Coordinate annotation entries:
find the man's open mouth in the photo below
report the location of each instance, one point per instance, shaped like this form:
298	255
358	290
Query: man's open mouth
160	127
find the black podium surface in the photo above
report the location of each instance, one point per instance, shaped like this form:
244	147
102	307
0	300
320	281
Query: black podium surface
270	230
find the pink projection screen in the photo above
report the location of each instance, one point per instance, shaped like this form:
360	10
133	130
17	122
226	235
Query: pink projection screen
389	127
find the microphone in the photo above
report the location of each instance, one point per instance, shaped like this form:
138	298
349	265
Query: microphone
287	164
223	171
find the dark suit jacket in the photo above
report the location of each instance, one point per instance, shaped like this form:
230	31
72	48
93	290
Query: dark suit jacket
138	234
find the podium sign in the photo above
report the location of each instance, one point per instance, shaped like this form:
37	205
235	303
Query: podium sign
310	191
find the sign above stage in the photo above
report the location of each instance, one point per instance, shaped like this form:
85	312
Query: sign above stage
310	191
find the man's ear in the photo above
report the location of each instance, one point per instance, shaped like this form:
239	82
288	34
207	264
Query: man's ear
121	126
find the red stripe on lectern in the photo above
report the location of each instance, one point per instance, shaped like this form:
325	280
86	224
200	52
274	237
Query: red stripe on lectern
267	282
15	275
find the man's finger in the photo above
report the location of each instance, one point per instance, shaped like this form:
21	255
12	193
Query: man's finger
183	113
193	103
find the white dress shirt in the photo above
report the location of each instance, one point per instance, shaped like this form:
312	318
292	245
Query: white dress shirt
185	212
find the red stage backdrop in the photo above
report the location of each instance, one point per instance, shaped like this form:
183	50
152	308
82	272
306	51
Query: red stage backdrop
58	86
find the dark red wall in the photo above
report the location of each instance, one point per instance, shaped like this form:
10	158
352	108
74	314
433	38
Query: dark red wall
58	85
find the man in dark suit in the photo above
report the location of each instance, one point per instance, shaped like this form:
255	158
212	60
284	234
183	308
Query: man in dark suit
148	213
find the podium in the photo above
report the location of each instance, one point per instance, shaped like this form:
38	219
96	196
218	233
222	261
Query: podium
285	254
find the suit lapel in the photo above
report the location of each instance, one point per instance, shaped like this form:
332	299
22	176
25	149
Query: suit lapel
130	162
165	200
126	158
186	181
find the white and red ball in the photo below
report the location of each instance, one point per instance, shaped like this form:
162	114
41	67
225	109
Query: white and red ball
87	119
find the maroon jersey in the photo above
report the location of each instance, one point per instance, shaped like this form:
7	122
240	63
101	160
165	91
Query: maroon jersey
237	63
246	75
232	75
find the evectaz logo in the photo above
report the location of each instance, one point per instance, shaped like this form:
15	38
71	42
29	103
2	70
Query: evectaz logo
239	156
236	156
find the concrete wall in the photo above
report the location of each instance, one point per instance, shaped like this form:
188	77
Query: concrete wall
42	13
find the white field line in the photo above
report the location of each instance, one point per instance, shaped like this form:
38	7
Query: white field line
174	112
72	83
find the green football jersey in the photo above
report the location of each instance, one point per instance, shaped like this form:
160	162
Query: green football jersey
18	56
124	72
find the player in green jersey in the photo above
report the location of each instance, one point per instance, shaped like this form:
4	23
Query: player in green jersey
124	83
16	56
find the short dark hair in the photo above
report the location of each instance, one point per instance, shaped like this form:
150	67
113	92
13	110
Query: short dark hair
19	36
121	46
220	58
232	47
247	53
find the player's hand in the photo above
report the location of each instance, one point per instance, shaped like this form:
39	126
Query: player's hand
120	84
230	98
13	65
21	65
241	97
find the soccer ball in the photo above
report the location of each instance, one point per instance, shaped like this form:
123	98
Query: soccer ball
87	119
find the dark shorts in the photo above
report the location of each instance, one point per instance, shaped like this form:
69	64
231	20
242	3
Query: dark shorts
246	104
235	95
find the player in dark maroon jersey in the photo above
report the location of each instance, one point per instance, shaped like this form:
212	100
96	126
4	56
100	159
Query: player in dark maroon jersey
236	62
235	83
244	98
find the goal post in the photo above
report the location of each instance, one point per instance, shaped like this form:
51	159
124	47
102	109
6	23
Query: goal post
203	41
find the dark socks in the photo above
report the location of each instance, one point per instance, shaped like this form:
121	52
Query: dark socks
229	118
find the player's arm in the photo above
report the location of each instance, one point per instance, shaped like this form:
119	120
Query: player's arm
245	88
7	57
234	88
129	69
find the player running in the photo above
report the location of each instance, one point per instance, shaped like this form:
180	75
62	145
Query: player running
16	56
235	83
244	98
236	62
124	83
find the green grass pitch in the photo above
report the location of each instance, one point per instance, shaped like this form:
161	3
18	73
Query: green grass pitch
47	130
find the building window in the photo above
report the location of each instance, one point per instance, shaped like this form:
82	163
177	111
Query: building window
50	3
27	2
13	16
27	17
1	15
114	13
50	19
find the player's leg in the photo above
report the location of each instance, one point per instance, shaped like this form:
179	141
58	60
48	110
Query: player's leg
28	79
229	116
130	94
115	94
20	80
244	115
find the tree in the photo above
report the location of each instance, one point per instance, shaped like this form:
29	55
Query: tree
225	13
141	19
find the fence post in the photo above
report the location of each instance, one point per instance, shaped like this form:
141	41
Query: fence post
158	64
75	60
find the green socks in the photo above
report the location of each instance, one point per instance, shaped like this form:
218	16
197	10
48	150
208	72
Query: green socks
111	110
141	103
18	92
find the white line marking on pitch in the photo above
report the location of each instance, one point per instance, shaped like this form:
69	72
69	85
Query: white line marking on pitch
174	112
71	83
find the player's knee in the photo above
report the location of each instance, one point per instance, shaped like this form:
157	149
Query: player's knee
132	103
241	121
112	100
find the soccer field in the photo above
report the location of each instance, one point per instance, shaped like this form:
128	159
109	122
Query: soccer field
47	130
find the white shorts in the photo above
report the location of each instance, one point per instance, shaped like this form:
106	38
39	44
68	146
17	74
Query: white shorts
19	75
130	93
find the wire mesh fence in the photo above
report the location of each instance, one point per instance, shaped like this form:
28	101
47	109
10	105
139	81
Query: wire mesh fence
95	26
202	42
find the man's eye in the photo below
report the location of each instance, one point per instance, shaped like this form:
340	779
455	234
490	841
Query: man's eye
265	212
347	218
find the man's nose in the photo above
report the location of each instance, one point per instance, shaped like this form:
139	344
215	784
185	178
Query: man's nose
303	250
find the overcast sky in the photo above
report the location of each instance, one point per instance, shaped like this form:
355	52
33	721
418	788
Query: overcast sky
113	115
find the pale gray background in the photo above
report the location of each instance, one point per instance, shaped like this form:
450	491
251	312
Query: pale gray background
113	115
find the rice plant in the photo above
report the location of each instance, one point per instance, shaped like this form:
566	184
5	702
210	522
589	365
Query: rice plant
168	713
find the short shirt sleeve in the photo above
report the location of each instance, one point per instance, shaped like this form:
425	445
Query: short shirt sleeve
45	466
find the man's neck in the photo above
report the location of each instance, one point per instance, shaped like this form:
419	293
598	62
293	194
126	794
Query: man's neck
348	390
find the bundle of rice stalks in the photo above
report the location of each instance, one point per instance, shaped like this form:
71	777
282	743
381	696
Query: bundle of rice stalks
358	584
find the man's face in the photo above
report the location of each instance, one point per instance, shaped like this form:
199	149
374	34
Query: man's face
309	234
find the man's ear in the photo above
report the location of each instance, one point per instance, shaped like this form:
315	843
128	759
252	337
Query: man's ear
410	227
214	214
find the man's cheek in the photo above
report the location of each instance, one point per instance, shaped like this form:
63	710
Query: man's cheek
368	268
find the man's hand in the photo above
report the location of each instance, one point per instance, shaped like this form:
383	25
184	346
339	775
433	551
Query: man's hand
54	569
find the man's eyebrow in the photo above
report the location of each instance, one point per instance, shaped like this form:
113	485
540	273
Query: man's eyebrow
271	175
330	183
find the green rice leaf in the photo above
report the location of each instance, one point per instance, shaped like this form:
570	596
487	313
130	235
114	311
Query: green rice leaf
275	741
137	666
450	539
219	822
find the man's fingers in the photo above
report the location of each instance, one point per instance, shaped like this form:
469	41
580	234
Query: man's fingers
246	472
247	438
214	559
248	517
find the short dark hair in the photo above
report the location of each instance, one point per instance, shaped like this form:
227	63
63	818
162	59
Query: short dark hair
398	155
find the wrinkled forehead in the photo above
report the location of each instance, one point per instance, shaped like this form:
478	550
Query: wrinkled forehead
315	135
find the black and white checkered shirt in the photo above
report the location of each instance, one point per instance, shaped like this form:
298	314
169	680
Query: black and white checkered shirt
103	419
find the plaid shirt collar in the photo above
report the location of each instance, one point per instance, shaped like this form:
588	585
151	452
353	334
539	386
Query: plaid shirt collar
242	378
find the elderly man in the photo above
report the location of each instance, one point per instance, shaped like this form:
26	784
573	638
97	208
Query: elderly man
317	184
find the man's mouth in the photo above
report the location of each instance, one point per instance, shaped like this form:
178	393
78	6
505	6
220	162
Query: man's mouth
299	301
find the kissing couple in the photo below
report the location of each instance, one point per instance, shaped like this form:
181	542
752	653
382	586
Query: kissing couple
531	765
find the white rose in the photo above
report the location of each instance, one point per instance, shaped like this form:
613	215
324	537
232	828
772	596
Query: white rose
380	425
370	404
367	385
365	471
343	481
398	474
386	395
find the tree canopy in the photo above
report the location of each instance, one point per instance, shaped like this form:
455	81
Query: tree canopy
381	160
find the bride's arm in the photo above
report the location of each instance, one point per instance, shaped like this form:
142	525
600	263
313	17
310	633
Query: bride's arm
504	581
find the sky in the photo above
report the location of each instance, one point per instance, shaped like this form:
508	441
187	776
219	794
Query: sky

WHAT IS EXPECTED: Exact repetition is required for the lines from the one that contains "find the kissing couple in the photo below" through the final line; leave out everything else.

RESPONSE TO THE EXERCISE:
find the kissing couple in the photo below
report the location of each instance, one point per instance, shaped like this form:
181	542
752	653
382	586
Query: kissing couple
531	765
find the white rose in the photo above
report the location of each instance, one point per instance, shaped like this form:
613	215
324	537
232	828
772	596
Query: white rose
380	425
370	404
367	385
365	471
343	481
398	474
386	395
find the tree canopy in the photo above
report the location of each instance, one point per instance, shaped like this form:
455	81
Query: tree canopy
381	160
find the bride's arm in the photo above
report the location of each instance, one point per instance, shaped like this form:
142	525
600	263
313	17
310	633
Query: bride's arm
504	581
find the sky in the photo above
report the location of each instance, one point per instance, shaped like this form:
508	441
187	776
219	794
Query: sky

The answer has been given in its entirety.